==== Vorliegendes Material
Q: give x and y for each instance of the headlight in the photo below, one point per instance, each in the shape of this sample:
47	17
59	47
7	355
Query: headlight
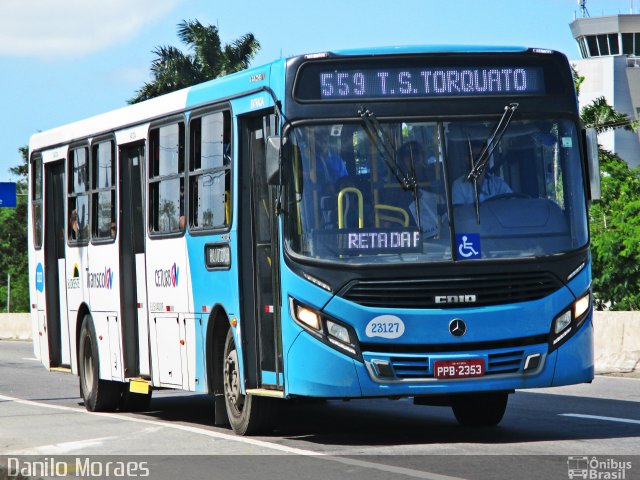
568	322
330	331
338	331
581	306
307	316
562	322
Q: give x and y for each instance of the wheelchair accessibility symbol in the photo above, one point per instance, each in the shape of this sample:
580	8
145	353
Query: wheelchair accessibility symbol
468	245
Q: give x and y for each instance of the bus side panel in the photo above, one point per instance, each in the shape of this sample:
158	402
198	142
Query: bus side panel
101	322
210	288
104	299
169	296
64	317
143	323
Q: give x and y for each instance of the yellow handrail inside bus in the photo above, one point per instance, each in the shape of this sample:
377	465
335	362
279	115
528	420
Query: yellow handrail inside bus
389	218
341	196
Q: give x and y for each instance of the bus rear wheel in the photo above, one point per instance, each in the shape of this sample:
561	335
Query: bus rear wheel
248	414
98	395
481	410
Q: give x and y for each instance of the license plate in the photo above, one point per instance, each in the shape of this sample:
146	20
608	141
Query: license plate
472	367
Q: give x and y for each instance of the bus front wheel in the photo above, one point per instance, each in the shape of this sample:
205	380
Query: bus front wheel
481	410
248	414
98	395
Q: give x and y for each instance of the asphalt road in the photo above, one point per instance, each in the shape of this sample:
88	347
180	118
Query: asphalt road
591	430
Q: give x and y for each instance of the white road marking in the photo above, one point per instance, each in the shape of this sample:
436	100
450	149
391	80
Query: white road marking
62	448
597	417
250	441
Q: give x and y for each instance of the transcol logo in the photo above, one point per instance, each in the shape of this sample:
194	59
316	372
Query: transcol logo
167	278
74	282
101	279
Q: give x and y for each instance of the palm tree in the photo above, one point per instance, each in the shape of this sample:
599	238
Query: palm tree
172	69
603	117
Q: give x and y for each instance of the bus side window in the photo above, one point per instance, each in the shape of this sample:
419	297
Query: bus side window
103	191
210	171
36	199
78	196
166	179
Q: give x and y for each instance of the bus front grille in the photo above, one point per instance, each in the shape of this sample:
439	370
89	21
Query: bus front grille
452	292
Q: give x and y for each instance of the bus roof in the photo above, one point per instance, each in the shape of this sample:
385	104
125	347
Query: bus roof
177	102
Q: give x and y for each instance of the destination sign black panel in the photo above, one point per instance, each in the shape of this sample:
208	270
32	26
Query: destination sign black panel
337	84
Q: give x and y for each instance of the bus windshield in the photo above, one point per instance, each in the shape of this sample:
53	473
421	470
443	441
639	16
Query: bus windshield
404	193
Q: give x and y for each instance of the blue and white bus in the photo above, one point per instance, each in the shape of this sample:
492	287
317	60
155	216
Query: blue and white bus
393	222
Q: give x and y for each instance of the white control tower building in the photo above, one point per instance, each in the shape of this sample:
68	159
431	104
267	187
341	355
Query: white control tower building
610	51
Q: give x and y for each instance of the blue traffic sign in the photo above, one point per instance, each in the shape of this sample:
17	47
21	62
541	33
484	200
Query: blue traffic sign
7	194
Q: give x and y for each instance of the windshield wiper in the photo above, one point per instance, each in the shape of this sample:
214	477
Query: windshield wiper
383	143
480	165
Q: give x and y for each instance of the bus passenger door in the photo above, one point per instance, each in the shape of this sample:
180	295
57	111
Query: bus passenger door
56	326
262	340
133	281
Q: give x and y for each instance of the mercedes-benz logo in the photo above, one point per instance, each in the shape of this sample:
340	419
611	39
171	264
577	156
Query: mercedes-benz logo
457	327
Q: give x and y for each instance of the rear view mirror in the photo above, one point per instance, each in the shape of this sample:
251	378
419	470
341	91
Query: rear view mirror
274	144
593	162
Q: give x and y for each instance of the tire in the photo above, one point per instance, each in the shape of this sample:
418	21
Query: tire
248	415
481	410
98	395
134	402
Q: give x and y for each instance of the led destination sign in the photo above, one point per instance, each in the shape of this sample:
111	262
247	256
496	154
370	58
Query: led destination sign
371	241
430	82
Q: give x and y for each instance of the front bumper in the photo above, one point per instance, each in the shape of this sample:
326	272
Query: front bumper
316	370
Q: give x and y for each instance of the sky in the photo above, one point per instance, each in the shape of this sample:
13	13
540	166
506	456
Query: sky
65	60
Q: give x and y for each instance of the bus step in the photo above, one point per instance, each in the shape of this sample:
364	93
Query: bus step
139	385
263	392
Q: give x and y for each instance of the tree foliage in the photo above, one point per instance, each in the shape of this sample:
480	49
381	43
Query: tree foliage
615	236
603	117
173	69
13	245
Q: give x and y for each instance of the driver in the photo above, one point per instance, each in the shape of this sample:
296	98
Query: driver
489	185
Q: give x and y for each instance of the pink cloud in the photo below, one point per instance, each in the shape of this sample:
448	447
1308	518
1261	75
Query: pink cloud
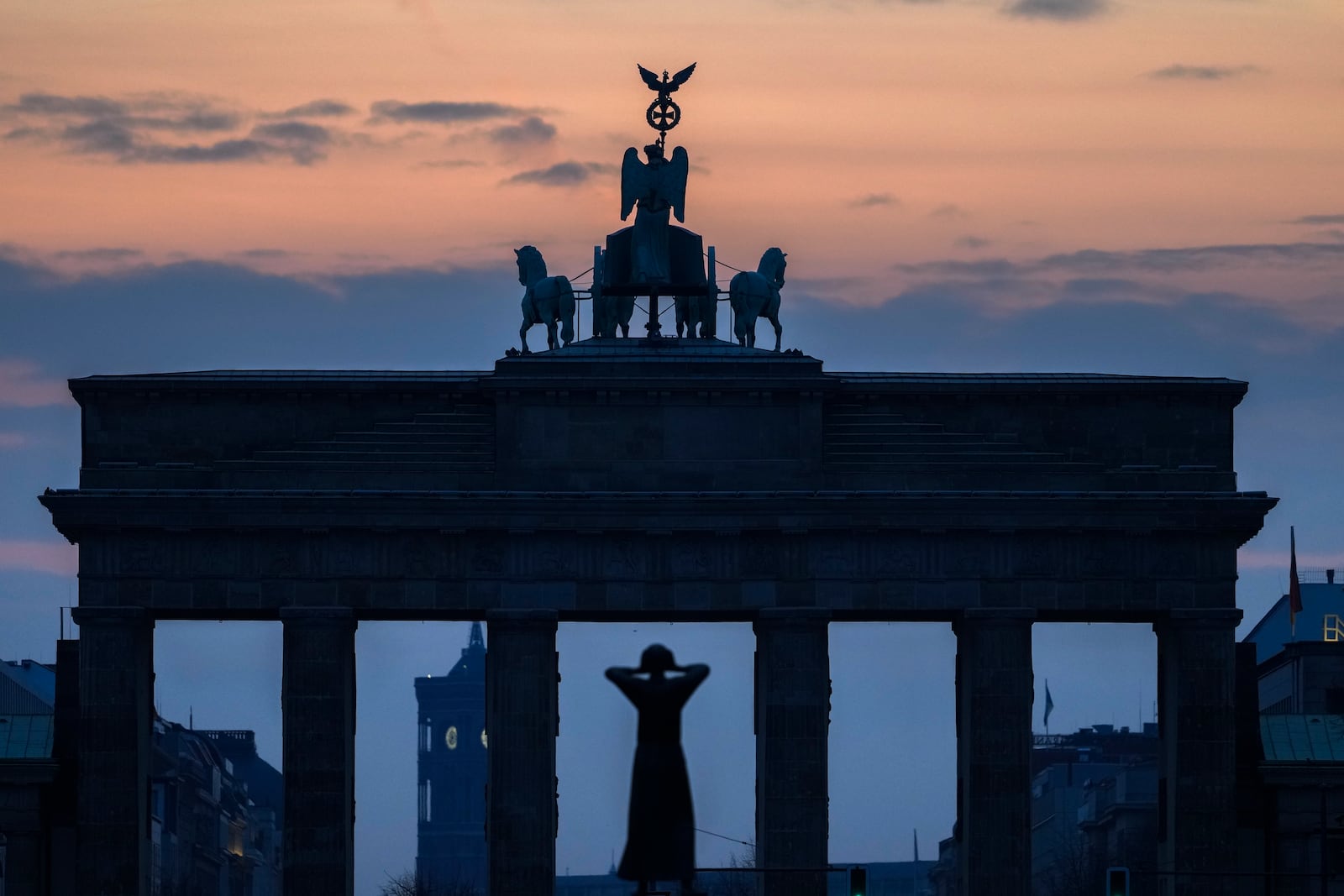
55	558
24	385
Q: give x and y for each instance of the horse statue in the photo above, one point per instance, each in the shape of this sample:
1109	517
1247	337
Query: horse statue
696	311
612	312
757	295
549	300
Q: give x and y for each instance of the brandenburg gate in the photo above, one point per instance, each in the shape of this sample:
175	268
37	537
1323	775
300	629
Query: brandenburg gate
658	479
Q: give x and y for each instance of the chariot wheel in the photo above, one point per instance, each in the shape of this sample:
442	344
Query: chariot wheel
663	114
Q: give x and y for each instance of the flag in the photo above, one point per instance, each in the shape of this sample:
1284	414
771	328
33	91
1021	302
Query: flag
1294	587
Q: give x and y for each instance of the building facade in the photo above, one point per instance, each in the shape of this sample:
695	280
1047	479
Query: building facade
659	479
454	770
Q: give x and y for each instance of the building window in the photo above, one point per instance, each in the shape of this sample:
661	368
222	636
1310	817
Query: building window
427	801
1334	627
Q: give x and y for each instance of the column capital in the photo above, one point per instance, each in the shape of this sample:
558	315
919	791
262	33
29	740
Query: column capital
537	617
1200	618
112	616
792	617
318	616
995	617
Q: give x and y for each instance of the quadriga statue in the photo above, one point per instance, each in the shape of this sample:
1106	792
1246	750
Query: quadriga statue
757	295
548	300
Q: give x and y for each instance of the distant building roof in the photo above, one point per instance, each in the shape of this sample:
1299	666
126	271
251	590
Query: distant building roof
1303	738
1321	617
26	736
27	687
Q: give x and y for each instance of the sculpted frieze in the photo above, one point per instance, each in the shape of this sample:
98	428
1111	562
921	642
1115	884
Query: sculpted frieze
635	557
========
■ **Arbeitsanweisung**: Stelle den Abschnitt, der mit der Zeile mit „Q: give x and y for each instance of the quadriga“ beginnt und bis zum Ende der Zeilen reicht, als Markdown-Tabelle dar. Trage dabei die laufende Nummer in die Spalte „Nr“ und die jeweilige Zeile in die Spalte „Zeile“ ein und lass Leerzeilen weg.

■ **Antwort**:
| Nr | Zeile |
|---|---|
| 1 | Q: give x and y for each instance of the quadriga statue in the photo above, one point per instance, each in the shape of this sample: |
| 2 | 1106	792 |
| 3 | 1246	750 |
| 4 | Query: quadriga statue |
| 5 | 757	295 |
| 6 | 548	300 |
| 7 | Q: give x and y for each instance of the distant building roof in the photo above, one point per instance, each in the shape of this sample: |
| 8 | 1299	666 |
| 9 | 126	271 |
| 10 | 251	590 |
| 11 | Query: distant building roof |
| 12 | 1303	738 |
| 13 | 1321	617 |
| 14 | 26	736 |
| 15 | 27	687 |
| 16 | Q: give x and y for each instance of the sculpted frieze in the photo above, one point per instance, each in the shape of this sample: |
| 17 | 98	428 |
| 18 | 1111	562 |
| 19 | 921	642 |
| 20 | 1115	884 |
| 21 | Query: sculpted frieze |
| 22 | 635	557 |